### Work request
Go through the records below and show every line with the string "tree".
▼
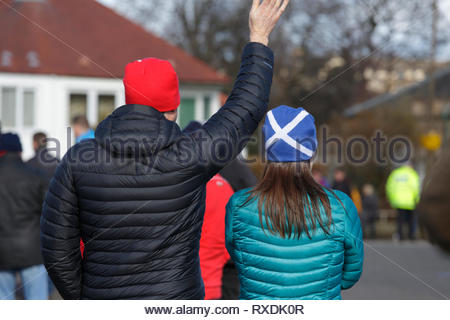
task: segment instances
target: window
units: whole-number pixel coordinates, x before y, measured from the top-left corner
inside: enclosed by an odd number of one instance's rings
[[[0,59],[0,65],[2,67],[11,67],[12,66],[12,59],[13,59],[12,52],[8,51],[8,50],[3,50],[2,51],[2,55],[1,55],[1,59]]]
[[[195,119],[195,99],[182,98],[180,104],[180,127],[185,128]]]
[[[23,125],[32,127],[34,125],[34,91],[23,91]]]
[[[205,120],[208,120],[209,117],[212,116],[211,114],[211,98],[209,96],[205,96],[204,98],[204,117]]]
[[[87,95],[71,94],[70,95],[70,119],[76,116],[87,115]]]
[[[98,122],[103,121],[114,111],[116,107],[116,98],[113,95],[98,96]]]
[[[2,88],[1,120],[4,127],[14,127],[16,125],[15,88]]]
[[[33,89],[3,87],[0,93],[2,126],[15,128],[34,126],[35,92]]]

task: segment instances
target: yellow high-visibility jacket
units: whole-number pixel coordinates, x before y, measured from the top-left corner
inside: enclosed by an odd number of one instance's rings
[[[392,171],[386,182],[386,195],[392,208],[414,210],[420,195],[417,172],[409,166]]]

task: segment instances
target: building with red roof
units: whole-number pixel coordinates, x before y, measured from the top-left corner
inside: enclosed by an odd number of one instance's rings
[[[3,131],[21,134],[25,156],[37,130],[70,146],[70,119],[86,114],[95,126],[122,105],[124,67],[145,57],[177,71],[180,126],[220,107],[224,75],[94,0],[0,1]]]

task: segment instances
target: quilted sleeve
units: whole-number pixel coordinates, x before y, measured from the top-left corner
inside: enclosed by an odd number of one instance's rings
[[[225,105],[192,133],[208,179],[242,151],[258,128],[269,104],[273,64],[270,48],[259,43],[247,44]]]
[[[41,250],[50,278],[64,299],[80,299],[81,254],[77,196],[65,158],[56,170],[41,216]]]
[[[346,209],[344,235],[344,270],[342,289],[351,288],[361,277],[364,260],[364,243],[361,222],[353,201],[347,197],[344,201]]]

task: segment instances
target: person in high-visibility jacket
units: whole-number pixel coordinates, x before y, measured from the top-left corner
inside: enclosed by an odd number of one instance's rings
[[[419,202],[420,179],[409,165],[392,171],[386,182],[386,195],[391,207],[397,210],[397,232],[400,240],[405,239],[403,225],[408,223],[408,237],[414,240],[417,218],[414,212]]]

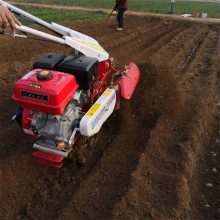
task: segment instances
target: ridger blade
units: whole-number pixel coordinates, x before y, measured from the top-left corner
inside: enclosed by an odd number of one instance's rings
[[[124,99],[131,99],[139,79],[140,70],[135,63],[130,63],[128,73],[120,80],[121,96]]]

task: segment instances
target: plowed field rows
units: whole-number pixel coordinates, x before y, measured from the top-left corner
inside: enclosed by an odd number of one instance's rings
[[[41,55],[71,50],[1,37],[1,219],[217,219],[220,26],[135,15],[123,32],[113,21],[65,25],[96,38],[119,67],[136,62],[141,80],[87,165],[42,166],[33,140],[10,123],[13,85]]]

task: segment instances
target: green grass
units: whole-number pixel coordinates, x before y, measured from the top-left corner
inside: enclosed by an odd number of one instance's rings
[[[94,13],[94,12],[72,12],[72,11],[63,11],[56,9],[39,9],[35,7],[24,7],[18,5],[19,8],[25,10],[26,12],[33,14],[47,22],[58,22],[58,21],[73,21],[73,20],[86,20],[86,19],[97,19],[106,16],[105,13]],[[23,24],[30,24],[25,19],[20,19]]]
[[[49,4],[79,5],[92,8],[112,8],[114,0],[28,0],[27,2],[40,2]],[[169,0],[128,0],[130,10],[141,10],[154,13],[168,13]],[[209,17],[220,18],[220,4],[211,2],[198,2],[177,0],[174,6],[176,14],[207,12]]]

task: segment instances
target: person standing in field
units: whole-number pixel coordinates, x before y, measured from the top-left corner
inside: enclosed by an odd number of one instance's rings
[[[118,27],[117,31],[122,31],[124,27],[124,13],[128,9],[128,1],[127,0],[116,0],[116,4],[114,10],[118,12],[117,21]]]
[[[0,4],[0,28],[11,27],[12,30],[15,26],[21,25],[21,23],[15,18],[15,16],[4,6]]]

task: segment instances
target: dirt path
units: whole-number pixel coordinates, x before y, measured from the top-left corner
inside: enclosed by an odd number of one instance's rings
[[[49,9],[57,9],[57,10],[67,10],[67,11],[87,11],[87,12],[111,12],[111,9],[105,9],[105,8],[87,8],[87,7],[80,7],[80,6],[70,6],[70,5],[54,5],[54,4],[40,4],[40,3],[27,3],[27,2],[22,2],[22,1],[17,1],[17,2],[10,2],[11,4],[14,5],[23,5],[23,6],[28,6],[28,7],[38,7],[38,8],[49,8]],[[199,22],[199,23],[216,23],[220,24],[220,18],[207,18],[207,19],[198,19],[198,18],[184,18],[179,15],[166,15],[166,14],[154,14],[154,13],[147,13],[147,12],[141,12],[141,11],[132,11],[129,10],[126,12],[128,15],[137,15],[137,16],[155,16],[158,18],[172,18],[174,20],[190,20],[194,22]]]
[[[85,167],[68,159],[62,169],[45,167],[32,161],[34,140],[9,124],[16,109],[13,84],[44,53],[70,49],[2,37],[1,219],[206,219],[206,203],[200,206],[195,195],[207,181],[214,185],[213,198],[208,191],[204,197],[210,199],[209,216],[217,216],[217,174],[196,177],[211,160],[210,152],[219,154],[217,144],[206,146],[217,136],[212,113],[219,86],[220,27],[149,15],[127,16],[123,32],[115,31],[113,20],[108,25],[100,19],[64,25],[96,38],[119,66],[135,61],[141,81],[134,98],[123,101],[103,126]],[[219,169],[216,163],[208,168]]]

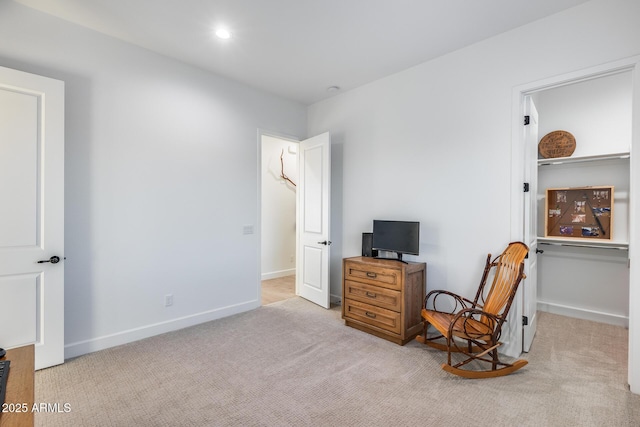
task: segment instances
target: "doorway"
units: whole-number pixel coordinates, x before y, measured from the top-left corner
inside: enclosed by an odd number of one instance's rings
[[[296,296],[298,141],[260,133],[261,304]]]
[[[522,137],[522,118],[524,115],[523,114],[524,100],[529,96],[536,98],[536,97],[539,97],[540,95],[548,95],[551,93],[552,90],[566,91],[566,90],[570,90],[572,87],[573,88],[578,87],[581,83],[603,82],[608,77],[621,75],[625,73],[627,74],[627,77],[630,78],[629,80],[631,80],[632,82],[633,81],[637,82],[637,73],[639,72],[638,70],[639,60],[640,58],[638,57],[629,58],[626,60],[618,61],[616,63],[594,67],[590,70],[575,72],[565,76],[547,79],[545,81],[540,81],[540,82],[515,88],[513,103],[514,103],[514,107],[516,108],[514,108],[514,117],[513,117],[513,130],[514,130],[513,135],[514,136],[512,138],[512,164],[513,164],[512,209],[513,210],[512,210],[511,236],[512,236],[512,239],[522,239],[523,230],[526,230],[531,226],[533,226],[532,228],[534,229],[535,228],[538,229],[537,243],[538,244],[542,243],[542,245],[540,245],[540,248],[542,250],[546,249],[549,252],[548,254],[544,254],[544,253],[541,254],[541,256],[543,257],[548,255],[549,259],[548,260],[545,259],[541,263],[543,265],[546,264],[546,266],[544,267],[545,270],[538,269],[539,276],[541,276],[542,278],[544,277],[548,278],[550,274],[553,274],[553,273],[550,273],[554,271],[553,270],[554,266],[551,265],[552,264],[551,261],[556,262],[558,257],[563,257],[560,267],[564,271],[566,270],[565,266],[567,265],[567,262],[571,262],[571,263],[578,262],[582,264],[586,263],[586,264],[589,264],[591,267],[593,267],[595,265],[593,262],[594,257],[596,256],[595,254],[597,254],[598,252],[600,254],[603,254],[605,252],[608,252],[610,254],[614,254],[614,253],[619,254],[620,252],[624,251],[625,253],[624,263],[620,263],[619,260],[617,259],[618,257],[616,257],[616,259],[613,259],[613,261],[612,260],[607,260],[607,261],[610,262],[610,264],[622,264],[622,267],[623,267],[622,269],[626,270],[624,274],[621,274],[621,275],[625,276],[625,283],[623,283],[623,285],[626,286],[626,289],[624,290],[624,297],[625,297],[624,304],[628,309],[628,312],[627,312],[628,325],[629,325],[629,362],[628,362],[628,379],[629,380],[628,382],[631,386],[631,391],[634,393],[640,392],[640,371],[637,368],[634,368],[634,365],[637,365],[638,360],[640,359],[640,353],[638,352],[638,350],[636,350],[636,346],[634,345],[639,338],[638,335],[640,331],[638,330],[638,328],[640,328],[640,324],[638,324],[637,313],[634,313],[634,305],[637,306],[637,304],[633,304],[633,301],[637,300],[638,292],[640,292],[640,290],[637,289],[637,279],[634,279],[637,275],[637,272],[636,272],[637,267],[634,268],[634,266],[638,264],[637,262],[634,262],[633,258],[637,258],[637,255],[635,254],[635,251],[633,250],[632,246],[634,242],[638,241],[638,231],[637,231],[637,227],[635,227],[634,225],[638,224],[638,210],[635,208],[635,206],[637,205],[637,200],[640,194],[638,193],[637,187],[633,185],[629,187],[629,183],[637,182],[637,178],[638,178],[637,165],[638,165],[639,159],[637,158],[637,156],[633,158],[631,158],[630,156],[631,152],[637,151],[637,150],[634,150],[633,147],[638,147],[640,143],[637,132],[635,132],[634,134],[631,134],[632,128],[635,128],[635,130],[638,129],[637,114],[636,114],[636,117],[634,117],[633,114],[629,112],[626,118],[625,126],[629,129],[629,133],[626,138],[626,149],[620,150],[620,149],[613,148],[616,144],[614,144],[612,139],[610,138],[612,134],[611,132],[609,132],[608,138],[606,137],[606,135],[604,135],[604,137],[600,136],[599,137],[600,142],[598,144],[588,142],[588,138],[594,136],[593,129],[590,129],[589,130],[590,133],[587,136],[581,137],[580,139],[582,141],[582,147],[580,148],[583,150],[584,149],[586,150],[583,151],[582,153],[576,152],[574,158],[572,158],[570,162],[568,162],[568,163],[571,163],[571,162],[575,162],[575,163],[570,164],[569,166],[562,166],[562,168],[567,168],[566,170],[563,170],[563,171],[556,170],[558,169],[557,168],[557,165],[559,165],[558,162],[555,162],[551,166],[550,173],[547,173],[545,170],[546,177],[544,177],[544,179],[542,177],[540,179],[536,178],[537,179],[536,183],[540,184],[540,189],[539,189],[540,191],[538,191],[536,194],[527,194],[523,192],[523,177],[526,178],[525,171],[527,168],[527,165],[525,164],[525,160],[524,160],[526,156],[524,154],[525,154],[525,150],[527,149],[527,146],[526,144],[523,143],[524,139]],[[639,104],[640,94],[638,89],[639,88],[637,86],[637,83],[636,85],[633,85],[633,84],[628,85],[626,89],[627,90],[626,95],[629,99],[629,104],[635,104],[635,105]],[[538,104],[538,102],[536,103]],[[548,105],[552,105],[552,104],[553,102],[548,103]],[[596,99],[595,97],[589,102],[589,104],[602,107],[602,104],[599,102],[599,99]],[[539,110],[540,110],[539,112],[541,116],[540,122],[544,126],[544,123],[545,123],[544,114],[547,111],[547,109],[543,107],[543,108],[539,108]],[[629,105],[629,111],[631,111],[631,105]],[[582,119],[584,120],[584,118]],[[565,123],[566,123],[567,118],[565,117],[563,120],[565,120]],[[590,125],[593,123],[594,123],[594,120],[589,121]],[[556,125],[554,126],[557,127]],[[545,132],[546,131],[543,128],[541,128],[540,136],[543,136]],[[580,142],[578,141],[578,138],[576,138],[576,140],[577,140],[577,144],[579,144]],[[577,151],[577,148],[578,146],[576,147],[576,151]],[[611,150],[616,151],[616,153],[610,152]],[[610,156],[611,154],[615,154],[616,155],[615,158],[611,157]],[[532,165],[531,167],[535,167],[539,172],[542,171],[543,167],[547,167],[546,164],[543,164],[546,162],[545,159],[543,159],[542,162],[538,161],[538,159],[535,159],[535,162],[536,164]],[[606,163],[607,165],[605,166],[603,162]],[[614,163],[613,166],[608,164],[611,162]],[[589,165],[588,166],[589,171],[587,173],[585,173],[582,170],[585,164]],[[621,167],[621,164],[626,166],[623,168]],[[622,191],[623,194],[621,194],[621,197],[618,200],[619,202],[621,202],[622,209],[620,212],[616,213],[616,218],[618,220],[622,220],[622,224],[619,224],[621,225],[621,227],[618,228],[617,233],[614,231],[613,233],[614,238],[612,239],[610,244],[607,245],[607,244],[601,243],[597,245],[601,247],[595,247],[596,244],[590,242],[590,245],[585,246],[581,244],[580,247],[573,247],[573,245],[571,244],[574,242],[567,242],[567,241],[557,242],[557,241],[554,241],[554,239],[546,237],[544,235],[544,227],[541,227],[540,223],[544,221],[545,215],[548,214],[548,212],[545,212],[545,209],[544,209],[545,188],[543,187],[548,187],[552,185],[551,183],[548,182],[548,179],[550,178],[550,176],[552,176],[552,181],[554,181],[553,185],[557,185],[559,187],[581,186],[582,184],[576,183],[572,180],[579,179],[580,176],[588,176],[590,178],[593,177],[594,174],[592,172],[596,169],[596,166],[597,168],[610,169],[610,172],[605,171],[604,175],[602,176],[602,179],[604,180],[612,179],[611,177],[613,175],[611,173],[611,170],[614,170],[616,173],[620,172],[625,168],[627,170],[626,172],[626,182],[627,182],[626,188],[627,189],[626,191]],[[559,177],[561,177],[562,179],[567,179],[566,184],[557,184],[555,181]],[[544,180],[547,180],[547,181],[544,181]],[[534,200],[537,199],[536,203],[538,203],[538,206],[539,206],[538,215],[537,215],[538,216],[537,226],[535,224],[529,224],[525,222],[525,215],[523,211],[525,206],[524,201],[526,200],[527,197],[533,197]],[[535,221],[535,218],[533,220]],[[624,236],[621,237],[620,232],[622,232]],[[609,248],[609,246],[612,246],[612,248]],[[567,255],[568,251],[571,251],[570,257]],[[611,252],[611,251],[619,251],[619,252]],[[588,259],[586,259],[586,261],[579,259],[579,258],[585,258],[584,255],[587,253],[588,253],[588,256],[586,258]],[[551,258],[552,256],[556,257],[555,260]],[[603,258],[602,255],[597,255],[597,256],[600,260],[602,260]],[[609,255],[608,258],[612,258],[612,257]],[[555,267],[557,267],[557,265]],[[620,272],[622,271],[622,269],[619,267],[621,266],[617,265],[617,266],[613,266],[612,268],[616,268]],[[560,270],[556,268],[556,271],[560,271]],[[589,278],[591,277],[592,275],[590,275]],[[571,280],[573,282],[576,281],[575,278],[576,276],[571,276]],[[543,280],[543,279],[540,279],[540,280]],[[540,304],[541,302],[540,291],[542,291],[542,295],[546,295],[545,298],[550,298],[549,290],[551,288],[547,288],[547,287],[541,288],[539,283],[536,283],[533,285],[538,286],[539,295],[538,295],[538,300],[536,301],[536,303],[538,304],[538,309],[553,312],[552,310],[549,309],[550,307],[550,305],[548,304],[549,301],[546,301],[547,303],[546,305],[542,304],[541,306]],[[602,285],[606,286],[606,283],[603,283]],[[553,289],[557,289],[557,288],[553,288]],[[574,292],[574,294],[576,294],[576,292]],[[578,295],[580,295],[580,297],[584,297],[585,296],[584,289],[580,289],[580,292],[578,293]],[[605,295],[610,296],[611,292],[606,293],[606,290],[605,290]],[[602,301],[603,299],[600,299],[600,301],[598,302],[602,302]],[[631,304],[629,302],[631,302]],[[576,307],[566,307],[567,304],[564,304],[564,305],[565,307],[563,307],[562,303],[556,303],[556,308],[562,308],[562,309],[569,308],[573,310],[574,314],[577,314],[579,312],[582,312],[582,314],[584,314],[587,312],[587,310],[575,310]],[[523,311],[522,311],[523,306],[524,306],[524,301],[519,301],[518,311],[515,315],[515,321],[517,324],[514,325],[516,332],[514,334],[510,334],[510,337],[517,337],[518,331],[521,331],[523,330],[523,328],[527,327],[526,324],[522,322],[521,315],[523,314]],[[598,311],[598,310],[595,310],[595,311]],[[558,313],[558,314],[568,315],[568,313]],[[596,314],[602,314],[602,313],[596,313]],[[575,316],[575,317],[580,317],[580,316]],[[612,318],[612,317],[615,317],[615,316],[609,316],[609,318]],[[607,323],[615,323],[615,322],[607,322]],[[521,340],[522,334],[520,334],[519,337],[520,337],[519,339]],[[518,339],[514,340],[514,347],[518,347],[518,345],[521,345],[515,341],[518,341]]]

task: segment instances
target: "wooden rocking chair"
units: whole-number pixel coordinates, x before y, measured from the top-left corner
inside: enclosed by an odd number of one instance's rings
[[[498,347],[502,344],[499,341],[502,324],[509,313],[518,285],[525,277],[524,259],[528,252],[529,248],[524,243],[512,242],[493,261],[489,254],[473,301],[448,291],[431,291],[427,294],[422,309],[424,331],[416,340],[447,352],[447,363],[442,364],[442,369],[466,378],[491,378],[510,374],[527,364],[526,360],[501,362]],[[487,279],[492,274],[493,282],[485,292]],[[447,296],[450,305],[454,305],[452,310],[438,310],[436,303],[443,295]],[[430,301],[433,310],[427,309]],[[440,335],[427,338],[429,325],[433,325]],[[446,343],[434,342],[440,338],[444,338]],[[452,365],[451,353],[463,353],[468,357]],[[462,368],[474,360],[490,363],[491,370]]]

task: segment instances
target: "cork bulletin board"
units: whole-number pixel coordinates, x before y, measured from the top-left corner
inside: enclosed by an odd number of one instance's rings
[[[549,188],[545,237],[611,240],[613,187]]]

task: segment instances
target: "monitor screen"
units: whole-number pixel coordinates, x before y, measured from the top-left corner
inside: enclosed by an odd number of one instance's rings
[[[373,220],[372,249],[419,255],[420,223],[416,221]]]

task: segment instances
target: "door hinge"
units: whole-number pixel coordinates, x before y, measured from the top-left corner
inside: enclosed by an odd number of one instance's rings
[[[531,120],[531,119],[530,119],[530,117],[529,117],[529,116],[524,116],[524,125],[525,125],[525,126],[526,126],[526,125],[528,125],[528,124],[529,124],[529,122],[530,122],[530,120]]]
[[[522,316],[522,326],[529,325],[529,318],[527,316]]]
[[[529,183],[528,183],[528,182],[525,182],[525,183],[524,183],[524,192],[525,192],[525,193],[528,193],[528,192],[529,192]]]

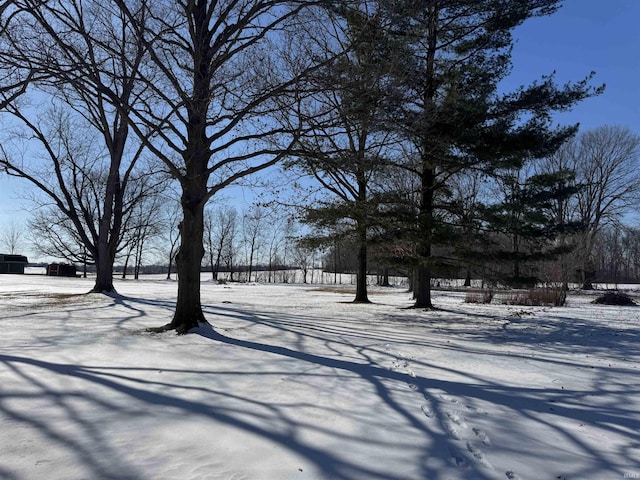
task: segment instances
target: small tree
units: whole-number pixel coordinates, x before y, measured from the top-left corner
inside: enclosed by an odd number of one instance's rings
[[[229,244],[233,241],[238,223],[238,212],[233,207],[222,206],[205,214],[205,242],[209,253],[211,279],[218,280],[222,262],[231,253],[233,263],[233,249]],[[226,262],[229,263],[229,262]]]
[[[145,257],[148,258],[148,246],[164,230],[164,210],[168,200],[162,195],[168,181],[157,175],[145,175],[134,179],[123,209],[122,241],[119,251],[124,252],[122,278],[126,278],[127,267],[133,258],[134,278],[140,276]]]
[[[0,236],[2,246],[7,250],[7,253],[12,255],[19,253],[24,248],[24,240],[24,229],[15,220],[11,220],[5,225]]]
[[[173,197],[165,198],[167,208],[164,209],[162,229],[164,233],[164,251],[167,258],[167,280],[171,279],[171,272],[175,263],[180,242],[180,203]]]
[[[315,259],[315,249],[306,246],[303,242],[298,242],[293,250],[293,258],[296,265],[302,270],[302,283],[307,283],[307,277],[309,270],[313,270],[313,261]],[[313,271],[311,275],[311,282],[313,283]]]
[[[571,249],[556,240],[562,234],[577,231],[580,225],[558,223],[554,205],[567,201],[578,190],[573,173],[567,171],[527,176],[520,170],[507,171],[502,176],[502,201],[481,208],[484,228],[498,244],[493,252],[485,249],[485,255],[511,266],[511,272],[501,274],[499,280],[518,288],[533,287],[539,281],[534,272],[542,262]],[[502,248],[501,236],[507,240]],[[489,243],[488,238],[484,236],[485,244]],[[523,271],[525,266],[533,266],[528,275]]]
[[[259,250],[262,247],[265,215],[264,207],[258,205],[254,205],[242,215],[242,237],[246,250],[248,282],[251,282],[254,262],[258,258]]]

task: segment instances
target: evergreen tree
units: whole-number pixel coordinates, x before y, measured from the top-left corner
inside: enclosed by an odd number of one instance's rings
[[[599,89],[590,77],[562,87],[553,75],[501,93],[511,67],[512,31],[525,20],[552,14],[558,0],[397,0],[385,13],[403,42],[396,87],[404,96],[390,111],[417,152],[420,179],[416,241],[415,307],[433,308],[433,248],[451,230],[449,178],[467,169],[519,167],[551,154],[576,131],[555,127],[554,111],[568,109]],[[448,240],[450,241],[450,240]]]
[[[376,176],[385,168],[394,137],[381,129],[390,71],[397,62],[376,2],[337,2],[328,9],[329,28],[321,54],[335,58],[311,79],[305,103],[307,133],[290,162],[322,187],[304,221],[315,227],[315,245],[349,237],[357,251],[354,301],[368,302],[369,232],[378,218]],[[327,198],[328,196],[328,198]]]
[[[574,173],[567,170],[531,175],[509,171],[502,177],[503,199],[482,208],[485,222],[483,257],[496,266],[510,265],[511,272],[500,272],[498,279],[517,288],[533,287],[540,279],[535,274],[542,261],[572,250],[573,245],[557,241],[575,233],[578,222],[558,221],[555,206],[579,191]],[[491,240],[493,238],[493,240]],[[502,240],[502,242],[501,242]],[[473,256],[478,256],[474,252]],[[528,266],[528,274],[524,266]]]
▲
### Output below
target: small tree
target: evergreen tree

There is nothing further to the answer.